### Extracted records
>>
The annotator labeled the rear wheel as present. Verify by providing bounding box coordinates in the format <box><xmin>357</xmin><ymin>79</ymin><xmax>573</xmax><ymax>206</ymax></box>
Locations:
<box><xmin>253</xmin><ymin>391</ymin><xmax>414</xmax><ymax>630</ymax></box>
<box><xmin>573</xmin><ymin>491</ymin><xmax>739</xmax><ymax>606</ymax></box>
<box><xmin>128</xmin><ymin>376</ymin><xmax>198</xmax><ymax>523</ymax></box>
<<
### Written instruction
Can you lay out every line of the data above as a JSON list of strings, one string per line, with any blank lines left out?

### Written answer
[
  "The annotator labeled the rear wheel as present. Verify by providing bounding box coordinates in the format <box><xmin>357</xmin><ymin>79</ymin><xmax>573</xmax><ymax>206</ymax></box>",
  "Locations:",
  "<box><xmin>253</xmin><ymin>391</ymin><xmax>414</xmax><ymax>630</ymax></box>",
  "<box><xmin>573</xmin><ymin>491</ymin><xmax>739</xmax><ymax>606</ymax></box>",
  "<box><xmin>128</xmin><ymin>376</ymin><xmax>198</xmax><ymax>523</ymax></box>"
]